## Work required
From the first line to the last, copy the data below word for word.

+++ Given data +++

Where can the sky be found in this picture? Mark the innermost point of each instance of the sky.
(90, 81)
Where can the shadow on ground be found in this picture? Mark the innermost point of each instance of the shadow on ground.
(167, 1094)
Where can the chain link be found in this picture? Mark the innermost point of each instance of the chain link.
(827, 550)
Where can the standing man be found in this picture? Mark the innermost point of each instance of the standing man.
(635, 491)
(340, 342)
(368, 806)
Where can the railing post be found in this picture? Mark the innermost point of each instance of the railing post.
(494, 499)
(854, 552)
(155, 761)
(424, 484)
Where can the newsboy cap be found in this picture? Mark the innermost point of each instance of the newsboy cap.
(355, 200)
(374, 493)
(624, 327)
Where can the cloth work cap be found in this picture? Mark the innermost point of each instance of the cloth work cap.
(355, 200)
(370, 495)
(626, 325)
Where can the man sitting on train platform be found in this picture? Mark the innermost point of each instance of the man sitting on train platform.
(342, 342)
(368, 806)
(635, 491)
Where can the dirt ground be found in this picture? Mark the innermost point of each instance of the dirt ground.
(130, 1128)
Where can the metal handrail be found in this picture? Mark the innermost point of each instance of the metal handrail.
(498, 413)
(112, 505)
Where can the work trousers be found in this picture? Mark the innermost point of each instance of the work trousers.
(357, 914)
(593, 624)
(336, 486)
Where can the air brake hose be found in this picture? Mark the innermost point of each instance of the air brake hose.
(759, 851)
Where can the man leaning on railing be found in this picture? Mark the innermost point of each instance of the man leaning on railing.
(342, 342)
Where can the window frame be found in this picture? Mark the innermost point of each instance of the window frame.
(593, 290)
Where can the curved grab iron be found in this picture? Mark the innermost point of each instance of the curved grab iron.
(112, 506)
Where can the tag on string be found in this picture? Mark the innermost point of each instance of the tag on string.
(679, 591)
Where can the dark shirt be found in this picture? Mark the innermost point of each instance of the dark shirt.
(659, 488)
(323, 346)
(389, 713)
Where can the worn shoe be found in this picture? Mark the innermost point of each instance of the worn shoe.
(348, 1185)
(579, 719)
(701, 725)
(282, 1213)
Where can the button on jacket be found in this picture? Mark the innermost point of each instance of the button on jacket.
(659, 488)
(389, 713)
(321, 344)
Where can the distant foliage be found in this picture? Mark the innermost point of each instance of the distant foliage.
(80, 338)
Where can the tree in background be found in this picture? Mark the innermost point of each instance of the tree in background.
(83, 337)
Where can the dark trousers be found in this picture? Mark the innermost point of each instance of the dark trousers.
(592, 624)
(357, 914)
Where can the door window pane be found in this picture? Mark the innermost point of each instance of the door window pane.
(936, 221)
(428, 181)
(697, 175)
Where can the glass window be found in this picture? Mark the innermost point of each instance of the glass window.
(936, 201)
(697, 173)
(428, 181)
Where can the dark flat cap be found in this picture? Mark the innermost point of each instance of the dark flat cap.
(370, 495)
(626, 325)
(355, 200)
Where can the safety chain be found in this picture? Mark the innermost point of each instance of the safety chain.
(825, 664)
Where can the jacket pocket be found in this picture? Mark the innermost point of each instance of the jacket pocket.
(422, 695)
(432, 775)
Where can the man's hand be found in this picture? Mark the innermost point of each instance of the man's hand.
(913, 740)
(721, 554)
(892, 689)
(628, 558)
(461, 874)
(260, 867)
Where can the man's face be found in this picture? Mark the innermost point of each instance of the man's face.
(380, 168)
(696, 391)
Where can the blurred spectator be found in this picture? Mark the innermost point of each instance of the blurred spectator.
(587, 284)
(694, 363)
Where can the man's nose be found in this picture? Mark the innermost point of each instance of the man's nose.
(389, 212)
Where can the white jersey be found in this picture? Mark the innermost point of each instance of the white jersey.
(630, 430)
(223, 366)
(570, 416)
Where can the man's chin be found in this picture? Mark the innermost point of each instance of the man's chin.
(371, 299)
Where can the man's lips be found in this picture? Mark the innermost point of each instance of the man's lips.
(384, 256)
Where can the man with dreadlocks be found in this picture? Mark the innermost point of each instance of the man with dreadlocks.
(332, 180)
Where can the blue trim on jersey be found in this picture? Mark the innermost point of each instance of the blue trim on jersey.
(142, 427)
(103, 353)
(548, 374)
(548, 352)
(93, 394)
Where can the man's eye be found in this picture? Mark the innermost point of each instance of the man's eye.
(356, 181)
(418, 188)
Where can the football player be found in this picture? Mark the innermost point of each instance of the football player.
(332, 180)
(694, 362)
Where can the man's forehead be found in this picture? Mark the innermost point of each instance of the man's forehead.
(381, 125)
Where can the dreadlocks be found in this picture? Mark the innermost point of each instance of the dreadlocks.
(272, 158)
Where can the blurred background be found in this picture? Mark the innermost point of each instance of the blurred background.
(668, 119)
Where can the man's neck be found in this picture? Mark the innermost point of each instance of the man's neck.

+++

## Problem solution
Where can the sky be found in this picture? Mark the innermost point of each instance of the sky.
(90, 81)
Where can the shadow on ground be found in this picture? Mark the innermost point of each instance of the shadow on ground.
(167, 1094)
Where can the chain link be found in this picture? Mark the innermost point of each instance of the chain link.
(827, 550)
Where can the standing man be found in this picture? Mark the innermost point of each instance of the standing man.
(635, 491)
(340, 342)
(368, 806)
Where can the railing post be found in this picture? Mark the innermost point of each instance of the railing post.
(494, 499)
(854, 552)
(155, 761)
(424, 484)
Where can the newsboy cap be found in this picture? Mark the innermost point of each instance of the newsboy cap.
(355, 200)
(374, 493)
(624, 327)
Where can the cloth work cap be found in this picture? Mark the innermost point of each instance of the cloth work cap.
(355, 200)
(370, 495)
(626, 325)
Where can the man sitting on train platform be found in this picture? Mark the innermost point of each instance of the man sitting on train platform.
(342, 342)
(368, 806)
(635, 491)
Where can the dirt ground be found in this picture? Mark the innermost point of each instance of the dirt ground.
(130, 1128)
Where can the metal handrail be found in this picture? Mark the innermost point of each instance of the metal handrail.
(498, 413)
(112, 505)
Where can the work trousers be found in this picture? Mark the innermost point of each instance of the work trousers.
(357, 914)
(593, 624)
(336, 486)
Where can the air brake hose be found in this picture? Mark the innermost point of each instance of the air brake hose.
(759, 851)
Where can the man leaning on railing be found in this picture? Mark the innermost point of each instance of the man leaning on railing.
(342, 342)
Where can the window frame be found in this picture? Mark the innermost point of each instance of the window frame.
(593, 290)
Where can the curved grab iron be found in this picture? Mark the innermost point of each instance of the curved grab iron.
(112, 506)
Where can the tag on string be found in this picture? Mark the innermost point of each instance of the tag on string.
(679, 591)
Where can the dark shirt be found in this picture? Mark the innermost point of each instance of the dark shirt.
(659, 488)
(323, 346)
(389, 713)
Where can the worn shoe be found in this picture? Mark the innermost point of each instance of the worn shoe.
(348, 1185)
(579, 719)
(701, 725)
(282, 1213)
Where can the button on jacket be found in this picture? Mark the innermost point of each instance of the button on jacket.
(659, 488)
(389, 713)
(321, 344)
Where can the distant foliage be found in this picture? Mark the innermost point of each instance of the distant foliage.
(80, 338)
Where can the tree in background be found in this picture? Mark the innermost point of each instance of the tree in background.
(83, 337)
Where can the dark trousers be found in this picture? Mark the innermost point of each instance of the dark trousers.
(592, 624)
(357, 914)
Where can the door window pane be found in this picture? Mark the innermost point of each instance of the door window pane.
(936, 221)
(428, 181)
(697, 175)
Where can the glass window be found in this picture? Mark the innermost point of each instance of the glass window.
(936, 201)
(697, 173)
(428, 181)
Where can the dark flat cap be found in this picture? Mark the innermost point of each instance of the dark flat cap.
(370, 495)
(626, 325)
(355, 200)
Where can the safety chain be found in this picture? Mark the innermost point of each instance of the safety chain.
(825, 664)
Where can the jacket pocket be found in this picture? Mark the innermost point of each instance of the jacket pocket.
(422, 695)
(432, 775)
Where can the man's hand be found in this picture? Mark the innermost point of each instance of the man's hand.
(913, 740)
(721, 554)
(892, 689)
(628, 558)
(461, 874)
(260, 867)
Where can the man's face be found in this picture? Mark the innermost point of each instance of the man's face.
(380, 168)
(696, 391)
Where can the blurred spectator be found in this picture? Mark the innermost point of each instance of the blurred spectator.
(587, 284)
(694, 363)
Where can the man's nose be found in this picture? Mark the innermost point of each instance of the man's nose.
(389, 212)
Where can the white jersey be found in this picture? Mark the innermost point of each instance of the white jersey.
(630, 430)
(223, 366)
(570, 416)
Where can the man's chin be found in this picture? Mark the innermost point of each instance of the man's chin.
(371, 299)
Where can the man's lips be found in this picture? Mark the innermost point of each instance of the man's lips.
(384, 256)
Where can the man with dreadlocks be found in this picture? Mark the innermost point of each instance of the man with dreadlocks.
(332, 180)
Where can the blue trim on jersey be found in this picture? Mark the innermost point of each instance of the blue trim on jersey.
(142, 427)
(103, 353)
(548, 374)
(548, 352)
(93, 394)
Where can the man's eye be found in this picture? Mark the innermost point of each instance of the man's eye.
(356, 181)
(418, 188)
Where can the football player be found in this picture? Mark the innermost point of each instance of the football player.
(332, 180)
(694, 362)
Where can the man's forehead be found in this picture? Mark the innermost point of each instance of the man's forehead.
(381, 125)
Where can the dreadlocks be found in this picture? Mark the innermost point of each instance of the dreadlocks.
(272, 158)
Where can the blurred background be found in this picture? Mark the innermost point of each instance of the blurred background.
(668, 119)
Where can the man's neck be found in this picture? Mark the innermost point of each instance of the man's neck.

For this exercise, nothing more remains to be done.